Swimming Out of the Safe Zone
January 25, 2023 § 19 Comments
By Rose Saltman
It’s that time of year again…the comment desk is looking for your evergreen pitches for December/January. Send to [The Guardian] with SUMMER PITCH in the subject line.
This tweet arrived towards the end of October. There was no guidance on word limit—I’d asked—so I decided to punt on a piece that suited the theme and was ready to go. My pitch celebrated the delight of ocean swimming in Australia and cited a 30-year history of doing laps at my local beach, one of Sydney’s most loved destinations, as evidence that I was qualified to write about this topic.
I was about to follow up two weeks later when I received an email from the deputy opinion editor.
Thank you for sending this piece. This is a lovely read, but with more than 3,000 words it’s too long for our purposes. Would you be open to editing your piece down to around 1,000 words? Thank you for considering it, best wishes.
I didn’t reply immediately. The piece was barely out of the starting gate, with only two other journals having declined it. I could put The Guardian’s offer to one side and keep trying to find a home for the long version. Going down this path, of course, risked rolling rejections.

**Actions to take**.
(a) (i) In the ocean-swimming essay, what words does the tweet ask for in the subject line?
(ii) How many years of doing laps at a local beach does the pitch cite?
(iii) About how many words does the deputy opinion editor want the piece cut to?
(b) Could you duplicate the ocean-swimming essay, starting with "This tweet arrived" and going on through "about this topic."?

(Referring expression grounding data)

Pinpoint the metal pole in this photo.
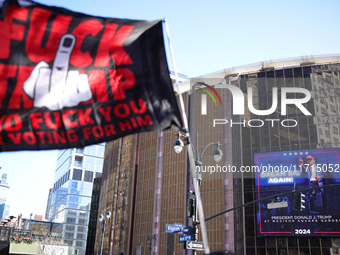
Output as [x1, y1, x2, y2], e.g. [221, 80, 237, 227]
[100, 219, 106, 255]
[149, 238, 152, 255]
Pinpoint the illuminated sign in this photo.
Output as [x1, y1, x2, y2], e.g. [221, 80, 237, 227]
[254, 148, 340, 236]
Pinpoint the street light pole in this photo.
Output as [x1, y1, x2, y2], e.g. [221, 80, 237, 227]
[99, 208, 111, 255]
[147, 235, 156, 255]
[173, 132, 223, 255]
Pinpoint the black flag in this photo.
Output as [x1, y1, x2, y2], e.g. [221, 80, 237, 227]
[0, 0, 182, 151]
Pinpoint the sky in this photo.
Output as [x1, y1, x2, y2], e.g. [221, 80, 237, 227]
[0, 0, 340, 217]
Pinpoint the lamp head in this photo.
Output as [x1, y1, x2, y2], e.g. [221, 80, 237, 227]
[173, 138, 184, 153]
[106, 208, 111, 219]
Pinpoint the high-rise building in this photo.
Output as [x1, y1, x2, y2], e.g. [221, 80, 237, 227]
[86, 177, 102, 255]
[0, 174, 10, 220]
[45, 188, 53, 219]
[94, 55, 340, 255]
[48, 143, 105, 255]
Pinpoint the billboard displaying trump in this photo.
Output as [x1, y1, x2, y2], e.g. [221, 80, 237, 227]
[254, 148, 340, 236]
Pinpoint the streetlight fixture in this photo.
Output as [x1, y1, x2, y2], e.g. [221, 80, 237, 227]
[146, 235, 156, 255]
[173, 132, 223, 254]
[99, 208, 111, 255]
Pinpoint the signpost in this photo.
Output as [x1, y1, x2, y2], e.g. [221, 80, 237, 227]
[184, 241, 204, 251]
[165, 223, 184, 233]
[182, 227, 191, 234]
[179, 235, 191, 243]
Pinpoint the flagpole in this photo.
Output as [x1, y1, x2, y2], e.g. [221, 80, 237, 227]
[164, 19, 210, 254]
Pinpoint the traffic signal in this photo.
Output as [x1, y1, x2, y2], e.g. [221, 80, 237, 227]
[293, 192, 306, 211]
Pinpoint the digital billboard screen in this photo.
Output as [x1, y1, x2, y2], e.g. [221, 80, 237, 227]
[254, 148, 340, 236]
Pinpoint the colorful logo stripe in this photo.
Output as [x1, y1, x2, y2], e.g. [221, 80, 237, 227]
[197, 82, 222, 105]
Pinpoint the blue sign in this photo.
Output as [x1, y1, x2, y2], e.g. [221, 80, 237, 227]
[182, 227, 191, 234]
[179, 235, 191, 243]
[165, 223, 184, 233]
[252, 148, 340, 236]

**Task responses**.
(a)
(i) SUMMER PITCH
(ii) 30 years
(iii) Around 1,000 words

(b)
This tweet arrived towards the end of October. There was no guidance on word limit—I’d asked—so I decided to punt on a piece that suited the theme and was ready to go. My pitch celebrated the delight of ocean swimming in Australia and cited a 30-year history of doing laps at my local beach, one of Sydney’s most loved destinations, as evidence that I was qualified to write about this topic.